» Problem statement: Count the lines in the material below that contain the string "wall", with case taken into account. Reply with the number alone.
_ _ _ _ _
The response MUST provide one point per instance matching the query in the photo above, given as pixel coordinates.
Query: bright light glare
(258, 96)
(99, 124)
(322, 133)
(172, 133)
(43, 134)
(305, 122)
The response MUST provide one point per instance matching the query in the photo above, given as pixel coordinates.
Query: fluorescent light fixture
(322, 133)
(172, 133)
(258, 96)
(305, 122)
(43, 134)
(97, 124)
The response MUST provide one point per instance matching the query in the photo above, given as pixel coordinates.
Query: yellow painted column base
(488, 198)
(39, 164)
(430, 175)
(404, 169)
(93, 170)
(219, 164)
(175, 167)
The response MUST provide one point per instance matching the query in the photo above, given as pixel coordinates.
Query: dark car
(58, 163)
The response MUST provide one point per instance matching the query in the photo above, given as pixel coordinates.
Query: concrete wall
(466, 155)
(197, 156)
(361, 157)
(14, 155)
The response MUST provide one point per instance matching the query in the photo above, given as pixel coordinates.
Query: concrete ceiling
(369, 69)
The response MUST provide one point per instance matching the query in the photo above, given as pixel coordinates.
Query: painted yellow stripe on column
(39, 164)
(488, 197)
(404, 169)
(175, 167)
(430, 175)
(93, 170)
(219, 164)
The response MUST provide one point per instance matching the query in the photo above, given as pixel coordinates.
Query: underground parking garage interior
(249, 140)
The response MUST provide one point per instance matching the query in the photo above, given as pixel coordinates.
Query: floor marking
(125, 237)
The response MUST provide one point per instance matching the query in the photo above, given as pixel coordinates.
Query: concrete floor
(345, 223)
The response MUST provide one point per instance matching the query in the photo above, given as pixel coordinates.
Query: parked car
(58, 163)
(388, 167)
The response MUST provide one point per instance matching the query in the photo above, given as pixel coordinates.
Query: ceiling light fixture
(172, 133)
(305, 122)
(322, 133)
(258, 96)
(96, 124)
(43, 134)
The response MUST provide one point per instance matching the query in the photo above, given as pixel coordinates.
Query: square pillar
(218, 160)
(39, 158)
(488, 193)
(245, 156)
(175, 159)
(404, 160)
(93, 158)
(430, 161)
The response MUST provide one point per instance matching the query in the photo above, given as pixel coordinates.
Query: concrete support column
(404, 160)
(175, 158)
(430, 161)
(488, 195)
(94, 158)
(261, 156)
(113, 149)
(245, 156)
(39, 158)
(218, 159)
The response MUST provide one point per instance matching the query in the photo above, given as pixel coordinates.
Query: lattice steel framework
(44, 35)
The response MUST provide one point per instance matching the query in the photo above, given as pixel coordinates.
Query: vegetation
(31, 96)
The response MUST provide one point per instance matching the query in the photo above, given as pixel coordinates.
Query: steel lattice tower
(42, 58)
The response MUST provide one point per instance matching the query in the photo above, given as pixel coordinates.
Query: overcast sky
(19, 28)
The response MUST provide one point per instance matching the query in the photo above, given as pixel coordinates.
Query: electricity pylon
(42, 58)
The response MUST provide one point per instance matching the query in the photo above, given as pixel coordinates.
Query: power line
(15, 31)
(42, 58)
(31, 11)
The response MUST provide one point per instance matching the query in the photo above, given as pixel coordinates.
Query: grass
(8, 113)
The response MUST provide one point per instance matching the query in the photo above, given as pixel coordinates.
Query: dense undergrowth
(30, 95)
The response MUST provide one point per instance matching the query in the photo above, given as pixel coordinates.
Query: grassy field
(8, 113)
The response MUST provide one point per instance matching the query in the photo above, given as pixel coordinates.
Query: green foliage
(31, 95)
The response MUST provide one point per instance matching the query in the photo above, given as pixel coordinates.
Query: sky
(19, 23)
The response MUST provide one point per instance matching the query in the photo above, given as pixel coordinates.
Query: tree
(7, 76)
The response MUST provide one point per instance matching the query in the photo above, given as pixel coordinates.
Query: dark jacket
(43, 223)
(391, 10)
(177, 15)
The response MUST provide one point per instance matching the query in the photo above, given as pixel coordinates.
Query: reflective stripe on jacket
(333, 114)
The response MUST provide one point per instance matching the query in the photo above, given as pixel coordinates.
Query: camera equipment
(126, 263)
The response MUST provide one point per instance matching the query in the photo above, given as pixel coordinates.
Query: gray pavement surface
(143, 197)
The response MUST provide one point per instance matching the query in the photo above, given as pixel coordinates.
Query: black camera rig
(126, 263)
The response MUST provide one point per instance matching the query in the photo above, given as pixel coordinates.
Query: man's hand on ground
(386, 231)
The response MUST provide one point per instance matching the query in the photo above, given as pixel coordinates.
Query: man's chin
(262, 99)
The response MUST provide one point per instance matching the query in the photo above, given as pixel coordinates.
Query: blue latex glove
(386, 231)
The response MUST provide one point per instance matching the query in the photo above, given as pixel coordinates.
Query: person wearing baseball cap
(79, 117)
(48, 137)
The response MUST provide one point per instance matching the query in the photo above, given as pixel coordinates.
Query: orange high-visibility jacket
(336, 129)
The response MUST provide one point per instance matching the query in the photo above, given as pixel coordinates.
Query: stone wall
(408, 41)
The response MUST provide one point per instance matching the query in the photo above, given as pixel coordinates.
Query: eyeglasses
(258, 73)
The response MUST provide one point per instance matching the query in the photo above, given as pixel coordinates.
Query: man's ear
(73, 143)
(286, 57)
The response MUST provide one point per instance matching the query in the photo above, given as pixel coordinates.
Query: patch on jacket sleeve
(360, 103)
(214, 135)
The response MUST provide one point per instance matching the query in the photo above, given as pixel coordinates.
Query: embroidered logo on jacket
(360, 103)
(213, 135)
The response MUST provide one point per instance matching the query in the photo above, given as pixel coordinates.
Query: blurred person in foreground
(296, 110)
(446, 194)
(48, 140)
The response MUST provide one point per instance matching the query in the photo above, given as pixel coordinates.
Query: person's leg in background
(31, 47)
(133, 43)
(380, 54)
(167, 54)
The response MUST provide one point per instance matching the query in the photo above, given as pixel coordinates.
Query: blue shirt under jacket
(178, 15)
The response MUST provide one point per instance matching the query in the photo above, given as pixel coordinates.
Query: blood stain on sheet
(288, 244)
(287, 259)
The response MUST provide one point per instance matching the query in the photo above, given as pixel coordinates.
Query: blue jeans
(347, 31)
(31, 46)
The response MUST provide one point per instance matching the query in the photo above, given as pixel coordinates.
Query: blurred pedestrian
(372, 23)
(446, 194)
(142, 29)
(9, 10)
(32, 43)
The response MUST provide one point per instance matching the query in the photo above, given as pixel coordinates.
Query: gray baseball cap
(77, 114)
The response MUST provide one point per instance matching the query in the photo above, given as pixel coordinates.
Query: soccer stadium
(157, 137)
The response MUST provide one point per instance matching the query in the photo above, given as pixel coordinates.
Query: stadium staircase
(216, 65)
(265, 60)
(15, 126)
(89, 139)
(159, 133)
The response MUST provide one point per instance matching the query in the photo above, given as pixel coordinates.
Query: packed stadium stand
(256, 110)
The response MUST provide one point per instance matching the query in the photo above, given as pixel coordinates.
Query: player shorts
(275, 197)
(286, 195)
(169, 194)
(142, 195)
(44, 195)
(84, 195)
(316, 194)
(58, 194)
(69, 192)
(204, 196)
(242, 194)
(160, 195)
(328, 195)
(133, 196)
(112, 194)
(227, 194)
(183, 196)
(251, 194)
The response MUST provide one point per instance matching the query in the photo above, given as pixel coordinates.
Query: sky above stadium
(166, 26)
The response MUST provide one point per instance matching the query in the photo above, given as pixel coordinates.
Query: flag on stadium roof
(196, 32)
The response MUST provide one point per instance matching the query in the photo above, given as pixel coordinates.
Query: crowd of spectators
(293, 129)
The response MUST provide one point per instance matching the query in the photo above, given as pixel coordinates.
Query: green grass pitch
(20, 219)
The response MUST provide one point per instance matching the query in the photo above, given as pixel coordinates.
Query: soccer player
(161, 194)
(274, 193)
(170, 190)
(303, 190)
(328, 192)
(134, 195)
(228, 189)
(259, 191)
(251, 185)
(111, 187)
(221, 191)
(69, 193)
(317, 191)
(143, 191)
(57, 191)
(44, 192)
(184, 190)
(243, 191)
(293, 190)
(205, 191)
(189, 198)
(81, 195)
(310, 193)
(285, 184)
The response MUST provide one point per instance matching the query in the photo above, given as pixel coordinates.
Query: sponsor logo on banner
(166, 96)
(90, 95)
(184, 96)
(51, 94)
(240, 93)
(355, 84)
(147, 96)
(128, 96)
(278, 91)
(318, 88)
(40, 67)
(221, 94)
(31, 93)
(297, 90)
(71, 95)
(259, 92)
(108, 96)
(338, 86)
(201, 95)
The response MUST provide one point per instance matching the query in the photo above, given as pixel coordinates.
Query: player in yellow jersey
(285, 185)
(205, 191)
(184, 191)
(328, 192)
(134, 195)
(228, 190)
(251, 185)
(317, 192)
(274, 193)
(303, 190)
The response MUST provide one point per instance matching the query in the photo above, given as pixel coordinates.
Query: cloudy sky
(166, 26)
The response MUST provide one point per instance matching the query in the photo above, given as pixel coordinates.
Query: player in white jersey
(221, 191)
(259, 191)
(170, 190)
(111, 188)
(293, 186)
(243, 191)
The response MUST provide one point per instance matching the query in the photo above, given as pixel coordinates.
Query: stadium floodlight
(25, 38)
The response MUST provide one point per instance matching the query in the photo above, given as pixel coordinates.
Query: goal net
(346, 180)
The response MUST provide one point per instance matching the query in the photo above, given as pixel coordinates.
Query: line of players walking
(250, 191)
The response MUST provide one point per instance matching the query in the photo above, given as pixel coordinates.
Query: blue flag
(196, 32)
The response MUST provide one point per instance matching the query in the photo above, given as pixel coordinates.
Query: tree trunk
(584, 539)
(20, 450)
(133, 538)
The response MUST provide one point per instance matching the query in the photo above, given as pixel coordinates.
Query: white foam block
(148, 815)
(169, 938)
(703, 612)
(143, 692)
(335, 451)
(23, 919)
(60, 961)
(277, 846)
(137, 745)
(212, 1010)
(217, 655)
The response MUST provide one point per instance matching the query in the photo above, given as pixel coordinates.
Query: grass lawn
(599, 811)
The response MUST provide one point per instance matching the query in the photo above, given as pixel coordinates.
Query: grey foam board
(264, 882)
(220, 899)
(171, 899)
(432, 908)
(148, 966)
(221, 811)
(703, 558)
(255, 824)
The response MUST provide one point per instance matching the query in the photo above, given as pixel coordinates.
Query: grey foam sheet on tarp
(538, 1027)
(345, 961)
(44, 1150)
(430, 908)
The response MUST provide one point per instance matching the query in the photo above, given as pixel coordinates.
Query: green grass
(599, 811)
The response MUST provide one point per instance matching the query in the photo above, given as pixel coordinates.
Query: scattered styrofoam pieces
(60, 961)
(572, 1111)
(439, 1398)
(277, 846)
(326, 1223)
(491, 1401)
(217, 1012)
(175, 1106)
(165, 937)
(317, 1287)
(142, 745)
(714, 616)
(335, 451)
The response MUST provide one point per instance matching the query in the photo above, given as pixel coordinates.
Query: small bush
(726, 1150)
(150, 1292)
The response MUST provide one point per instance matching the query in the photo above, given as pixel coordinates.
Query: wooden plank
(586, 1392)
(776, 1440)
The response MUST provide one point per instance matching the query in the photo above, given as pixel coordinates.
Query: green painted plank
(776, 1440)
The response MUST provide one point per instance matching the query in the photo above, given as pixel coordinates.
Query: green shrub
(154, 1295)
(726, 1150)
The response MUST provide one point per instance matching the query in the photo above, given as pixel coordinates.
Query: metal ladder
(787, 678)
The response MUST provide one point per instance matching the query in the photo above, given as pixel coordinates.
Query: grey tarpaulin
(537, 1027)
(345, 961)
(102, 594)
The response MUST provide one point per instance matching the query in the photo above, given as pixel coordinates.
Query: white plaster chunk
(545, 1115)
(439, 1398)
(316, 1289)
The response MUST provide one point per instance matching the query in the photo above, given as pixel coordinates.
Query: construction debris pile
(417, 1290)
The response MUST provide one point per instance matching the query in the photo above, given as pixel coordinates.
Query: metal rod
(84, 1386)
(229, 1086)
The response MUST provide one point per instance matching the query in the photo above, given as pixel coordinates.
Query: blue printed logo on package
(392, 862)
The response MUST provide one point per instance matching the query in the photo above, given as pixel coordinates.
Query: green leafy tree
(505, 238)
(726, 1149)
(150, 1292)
_ _ _ _ _
» Response to this task: 2